═════ Lesetext
Erst vergiftet, nun weggesperrt Putin-Gegner Kara-Mursa offenbar in Gefängnis-Klinik verlegt
05.07.2024, 17:17 Uhr Artikel anhören
Bereits im vergangenen Sommer erschien Wladimir Kara-Mursa zu seinen Gerichtsverhandlungen deutlich schlanker und abgemagerter als früher.
(Foto: REUTERS)
Im Februar stirbt Russlands bekanntester Oppositioneller Nawalny in russischer Haft. Nun wächst die Sorge um einen weiteren inhaftierten Kremlkritiker: Wladimir Kara-Mursa, der bereits zwei Giftanschläge überlebt hat und wegen angeblichen Hochverrats auf Jahre weggesperrt ist.
Der inhaftierte russische Kreml-Kritiker Wladimir Kara-Mursa ist nach Angaben seiner Ehefrau in ein Gefängniskrankenhaus verlegt worden. "Seinen Anwälten wurde der Zugang zu ihm verwehrt", schreibt Jewgenija Kara-Mursa in einem Online-Post. Sie wisse nicht, wie es ihrem Mann derzeit gehe.
Die Angehörigen des Oppositionellen sorgen sich bereits seit geraumer Zeit um dessen Gesundheitszustand. Kara-Mursa leidet nach zwei Giftanschlägen in den Jahren 2015 und 2017 an einer Erkrankung des Nervensystems. Großbritannien fordert daher die sofortige Freilassung und eine dringende Behandlung des 42-Jährigen. Kara-Mursa besitzt auch die britische Staatsangehörigkeit.
Kara-Mursa gehört zu den prominentesten Kritikern des russischen Präsidenten Wladimir Putin. Er wurde im April 2023 wegen "Hochverrats" und "Verbreitung falscher Informationen" über den Krieg in der Ukraine zu 25 Jahren Gefängnis verurteilt. Es handelt sich um eine außergewöhnlich lange Haftstrafe. Wie verschiedene internationale Medien berichten, war der russische Geheimdienst in die Vergiftungsversuche verwickelt.
Schikane der Gefängnisverwaltung
Kara-Mursa stand Kreml-Kritiker Alexej Nawalny nahe, der im Februar in einer russischen Strafkolonie in der Arktis starb. Seit dessen Tod werden Schritt für Schritt auch die Haftbedingungen für weitere eingesperrte Kreml-Kritiker verschärft. So wurde Kara-Mursa zuletzt vor wenigen Tagen für sechs Monate in eine Zelle mit erschwerten Haftbedingungen verlegt. Formaler Grund der Bestrafung war seinem Anwalt zufolge, dass Kara-Mursa seine Hände für einige Sekunden vom Rücken genommen habe, um seine Mütze an ihren vorgeschriebenen Platz zu legen.
══════════
## Zu erledigende Aufgaben
(a) Zu wie vielen Jahren Gefängnis wurde Kara-Mursa laut dem Artikel über Kara-Mursa im April 2023 verurteilt?
(b) Setzen Sie den Artikel über Kara-Mursa bitte im Anschluss an seinen letzten Satz fort.
Die Einträge danach sind eigenständiges Material und gehören nicht zum Artikel über Kara-Mursa.
═════ Extrahiertes Material
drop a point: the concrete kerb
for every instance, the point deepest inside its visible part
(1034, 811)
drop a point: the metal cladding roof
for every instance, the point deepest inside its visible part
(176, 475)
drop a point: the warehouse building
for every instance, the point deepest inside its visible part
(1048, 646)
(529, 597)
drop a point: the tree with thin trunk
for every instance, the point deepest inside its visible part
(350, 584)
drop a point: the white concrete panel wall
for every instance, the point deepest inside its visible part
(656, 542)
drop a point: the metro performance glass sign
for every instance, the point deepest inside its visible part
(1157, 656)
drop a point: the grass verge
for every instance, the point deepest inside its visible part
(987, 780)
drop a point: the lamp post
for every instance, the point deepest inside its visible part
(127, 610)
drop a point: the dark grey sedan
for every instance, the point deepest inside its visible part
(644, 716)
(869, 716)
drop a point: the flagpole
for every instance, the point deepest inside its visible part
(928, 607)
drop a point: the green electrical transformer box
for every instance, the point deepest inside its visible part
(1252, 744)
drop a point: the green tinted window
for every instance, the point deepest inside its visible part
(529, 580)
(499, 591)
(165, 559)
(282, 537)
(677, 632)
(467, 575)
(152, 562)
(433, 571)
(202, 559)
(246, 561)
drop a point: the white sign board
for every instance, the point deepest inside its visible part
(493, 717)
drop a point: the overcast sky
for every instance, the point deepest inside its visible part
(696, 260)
══════════
## Antworten
(a) Zu 25 Jahren Gefängnis.

(b)
Nur einen Tag zuvor war bereits Ilja Jaschin, ein enger Mitstreiter von Nawalny, mit derselben Strafe belegt worden. Die Verlegung in solche Strafzellen sind häufig genutzte Schikanen der Gefängnisverwaltung speziell für politische Gefangene. Die Bedingungen dort sind besonders hart. Die Zelle ist sehr beengt, die Benutzung der Betten nach dem Wecken verboten, der tägliche Spaziergang im Hof beschränkt. Zudem ist beispielsweise nur ein kurzes Treffen mit Verwandten im Halbjahr erlaubt - und auch dies nur mit Erlaubnis der Verwaltung.
Schon zuvor waren Kara-Mursas Haftbedingungen harsch. Wie dieser der "Bild"-Zeitung im Frühjahr schrieb, war seine Zelle gerade einmal drei mal vier Meter groß. Kontakt zu anderen Häftlingen hatte er demnach nicht - er lebte in völliger Isolation. Katzen, die ab und zu an die Gitterstäbe kämen, seien seine einzige Gesellschaft, so Kara-Mursa. "Viele meiner Kollegen und Genossen sitzen jetzt wie ich im Gefängnis, weil sie sich Putin und seinem Krieg in der Ukraine widersetzt haben. Wir verstehen vollkommen, dass die Regierung mit uns alles machen kann, was sie will", so der Kremlkritiker.